* WHAT IS EXPECTED *
Copy out all the entries below, putting "gets one point" wherever "earns one point" appears and keeping everything else the same.

----- MATERIAL FOR THE TASK -----

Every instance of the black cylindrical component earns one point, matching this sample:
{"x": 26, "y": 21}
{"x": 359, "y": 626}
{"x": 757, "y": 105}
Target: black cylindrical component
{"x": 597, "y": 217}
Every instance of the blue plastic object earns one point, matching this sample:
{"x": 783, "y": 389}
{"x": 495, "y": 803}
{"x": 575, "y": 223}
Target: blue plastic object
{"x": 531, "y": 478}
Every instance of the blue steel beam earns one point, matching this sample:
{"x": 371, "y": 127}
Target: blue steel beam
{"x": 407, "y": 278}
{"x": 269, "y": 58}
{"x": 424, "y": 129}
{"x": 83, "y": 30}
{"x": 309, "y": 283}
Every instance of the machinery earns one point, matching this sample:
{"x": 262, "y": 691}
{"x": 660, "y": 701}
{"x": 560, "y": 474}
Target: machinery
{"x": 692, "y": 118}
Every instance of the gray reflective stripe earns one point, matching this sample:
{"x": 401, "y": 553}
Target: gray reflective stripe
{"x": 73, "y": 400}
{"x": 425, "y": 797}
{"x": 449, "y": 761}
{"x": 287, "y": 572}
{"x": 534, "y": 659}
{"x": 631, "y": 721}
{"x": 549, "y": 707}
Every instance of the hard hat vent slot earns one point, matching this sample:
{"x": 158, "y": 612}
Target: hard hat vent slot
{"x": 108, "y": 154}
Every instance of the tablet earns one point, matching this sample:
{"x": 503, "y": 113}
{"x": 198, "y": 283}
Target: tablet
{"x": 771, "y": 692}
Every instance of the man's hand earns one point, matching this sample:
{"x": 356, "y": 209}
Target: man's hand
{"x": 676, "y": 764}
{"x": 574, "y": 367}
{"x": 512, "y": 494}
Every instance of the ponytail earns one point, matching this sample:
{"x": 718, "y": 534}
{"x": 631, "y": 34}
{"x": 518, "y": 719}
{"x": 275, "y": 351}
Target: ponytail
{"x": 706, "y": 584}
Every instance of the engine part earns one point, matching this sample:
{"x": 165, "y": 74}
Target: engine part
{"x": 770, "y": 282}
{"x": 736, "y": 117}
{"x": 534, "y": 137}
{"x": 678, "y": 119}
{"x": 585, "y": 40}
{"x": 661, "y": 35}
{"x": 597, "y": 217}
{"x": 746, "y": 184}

-----

* FULL ANSWER *
Every instance of the black cylindrical component gets one point, matching this sample:
{"x": 26, "y": 21}
{"x": 359, "y": 626}
{"x": 757, "y": 105}
Target: black cylindrical component
{"x": 597, "y": 217}
Every instance of the blue plastic object gets one point, matching this sample:
{"x": 783, "y": 389}
{"x": 495, "y": 803}
{"x": 575, "y": 223}
Target: blue plastic object
{"x": 531, "y": 478}
Every instance of the blue steel beam gets one point, matching this sample:
{"x": 371, "y": 127}
Target: blue steel beam
{"x": 407, "y": 278}
{"x": 269, "y": 58}
{"x": 424, "y": 129}
{"x": 83, "y": 30}
{"x": 309, "y": 283}
Every instance of the machinery gets one point, matching this sample:
{"x": 262, "y": 691}
{"x": 660, "y": 701}
{"x": 560, "y": 474}
Target: machinery
{"x": 692, "y": 118}
Every instance of the gray reflective stripe gets one point, matching this sample:
{"x": 401, "y": 553}
Target: gray reflective stripe
{"x": 73, "y": 400}
{"x": 425, "y": 797}
{"x": 449, "y": 761}
{"x": 287, "y": 572}
{"x": 534, "y": 659}
{"x": 631, "y": 721}
{"x": 549, "y": 707}
Every instance of the hard hat vent slot gets one point, matching this sample:
{"x": 158, "y": 612}
Target: hard hat vent slot
{"x": 108, "y": 154}
Every instance of the tablet gets one point, matching this sample:
{"x": 503, "y": 113}
{"x": 198, "y": 283}
Target: tablet
{"x": 771, "y": 692}
Every instance of the man's hand gets one point, matching this sample:
{"x": 356, "y": 209}
Target: man's hand
{"x": 676, "y": 764}
{"x": 574, "y": 367}
{"x": 512, "y": 494}
Every instance of the ponytail gets one point, matching this sample:
{"x": 718, "y": 534}
{"x": 631, "y": 34}
{"x": 518, "y": 719}
{"x": 275, "y": 351}
Target: ponytail
{"x": 706, "y": 584}
Every instance of the engine part gets one point, matching this sample:
{"x": 165, "y": 74}
Target: engine part
{"x": 770, "y": 282}
{"x": 736, "y": 117}
{"x": 534, "y": 137}
{"x": 678, "y": 119}
{"x": 585, "y": 40}
{"x": 661, "y": 35}
{"x": 597, "y": 217}
{"x": 746, "y": 184}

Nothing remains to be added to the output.